**What to work on**
Filter out all lines without the word "light" from the data below, please, and copy the rest.

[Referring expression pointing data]
- - -

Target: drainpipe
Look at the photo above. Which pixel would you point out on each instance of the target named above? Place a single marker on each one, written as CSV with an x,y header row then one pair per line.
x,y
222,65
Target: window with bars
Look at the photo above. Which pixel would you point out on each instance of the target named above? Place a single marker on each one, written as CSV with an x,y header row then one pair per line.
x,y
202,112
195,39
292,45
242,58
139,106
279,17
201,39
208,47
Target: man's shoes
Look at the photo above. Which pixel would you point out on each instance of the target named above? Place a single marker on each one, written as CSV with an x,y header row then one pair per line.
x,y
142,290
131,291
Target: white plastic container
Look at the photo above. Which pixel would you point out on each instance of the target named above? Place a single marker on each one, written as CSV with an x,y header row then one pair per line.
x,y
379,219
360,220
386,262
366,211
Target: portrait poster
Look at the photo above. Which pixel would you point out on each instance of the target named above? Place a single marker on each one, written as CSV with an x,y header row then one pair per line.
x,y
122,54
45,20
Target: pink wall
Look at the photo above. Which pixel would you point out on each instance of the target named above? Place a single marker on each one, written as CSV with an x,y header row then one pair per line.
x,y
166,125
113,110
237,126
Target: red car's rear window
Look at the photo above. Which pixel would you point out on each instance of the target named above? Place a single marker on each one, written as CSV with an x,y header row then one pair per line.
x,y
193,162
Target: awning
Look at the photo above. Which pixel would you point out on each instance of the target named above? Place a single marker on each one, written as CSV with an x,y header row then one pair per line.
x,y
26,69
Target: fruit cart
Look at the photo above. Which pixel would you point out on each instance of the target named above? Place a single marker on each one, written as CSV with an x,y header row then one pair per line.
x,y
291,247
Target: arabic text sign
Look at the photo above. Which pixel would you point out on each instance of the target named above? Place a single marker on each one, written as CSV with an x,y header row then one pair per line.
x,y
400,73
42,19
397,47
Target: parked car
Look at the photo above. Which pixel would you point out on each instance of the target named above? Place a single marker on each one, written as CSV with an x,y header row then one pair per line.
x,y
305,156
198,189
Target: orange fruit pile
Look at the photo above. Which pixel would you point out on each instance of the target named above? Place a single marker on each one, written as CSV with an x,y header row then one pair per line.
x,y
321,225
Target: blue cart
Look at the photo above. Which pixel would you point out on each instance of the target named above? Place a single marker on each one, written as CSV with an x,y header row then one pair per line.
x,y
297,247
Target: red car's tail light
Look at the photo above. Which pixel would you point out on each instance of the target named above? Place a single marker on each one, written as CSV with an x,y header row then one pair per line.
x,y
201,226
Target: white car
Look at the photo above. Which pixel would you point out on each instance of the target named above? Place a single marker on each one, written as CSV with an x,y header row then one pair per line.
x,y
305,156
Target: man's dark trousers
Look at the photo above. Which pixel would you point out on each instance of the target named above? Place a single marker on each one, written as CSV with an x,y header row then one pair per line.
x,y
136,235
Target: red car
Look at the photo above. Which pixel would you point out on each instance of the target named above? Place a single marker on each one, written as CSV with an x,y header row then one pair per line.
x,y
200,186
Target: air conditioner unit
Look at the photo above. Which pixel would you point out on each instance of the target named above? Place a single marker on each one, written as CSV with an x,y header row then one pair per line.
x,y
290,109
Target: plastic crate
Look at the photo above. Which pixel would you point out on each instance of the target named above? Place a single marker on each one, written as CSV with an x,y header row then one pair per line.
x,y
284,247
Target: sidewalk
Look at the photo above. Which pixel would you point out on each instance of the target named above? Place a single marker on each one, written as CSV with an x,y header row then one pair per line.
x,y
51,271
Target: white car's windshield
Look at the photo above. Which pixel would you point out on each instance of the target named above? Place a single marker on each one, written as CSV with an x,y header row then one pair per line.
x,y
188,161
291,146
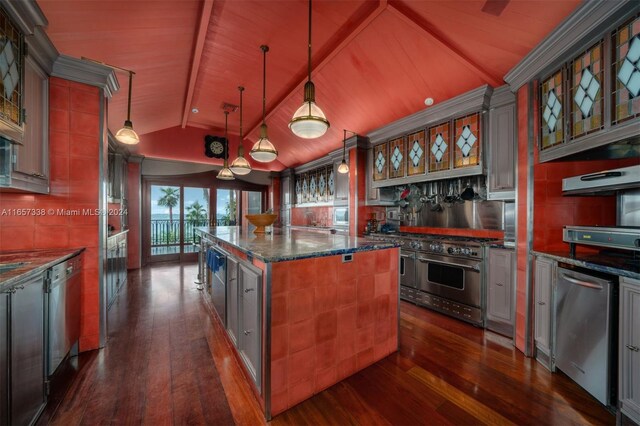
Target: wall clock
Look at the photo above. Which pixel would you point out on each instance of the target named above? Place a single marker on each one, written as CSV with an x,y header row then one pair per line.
x,y
214,146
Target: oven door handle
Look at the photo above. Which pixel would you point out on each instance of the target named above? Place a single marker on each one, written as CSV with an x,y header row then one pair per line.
x,y
582,283
475,267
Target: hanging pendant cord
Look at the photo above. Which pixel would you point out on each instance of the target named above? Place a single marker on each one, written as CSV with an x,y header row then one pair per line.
x,y
226,138
240,147
265,49
309,40
344,144
129,103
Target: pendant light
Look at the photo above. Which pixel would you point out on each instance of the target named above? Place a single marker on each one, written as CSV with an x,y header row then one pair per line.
x,y
225,173
263,150
240,166
344,167
127,135
309,121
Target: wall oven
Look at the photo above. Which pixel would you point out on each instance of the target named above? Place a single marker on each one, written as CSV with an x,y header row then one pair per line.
x,y
452,285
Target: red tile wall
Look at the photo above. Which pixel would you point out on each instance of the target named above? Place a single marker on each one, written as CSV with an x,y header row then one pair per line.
x,y
74,138
479,233
552,210
304,216
134,258
326,329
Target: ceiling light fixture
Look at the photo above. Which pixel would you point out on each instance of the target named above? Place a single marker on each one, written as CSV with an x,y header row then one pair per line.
x,y
225,173
127,135
309,122
263,150
344,167
240,166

- - -

**Solution for this exercise**
Target: red car's tail light
Target: pendant light
Target: ceiling light fixture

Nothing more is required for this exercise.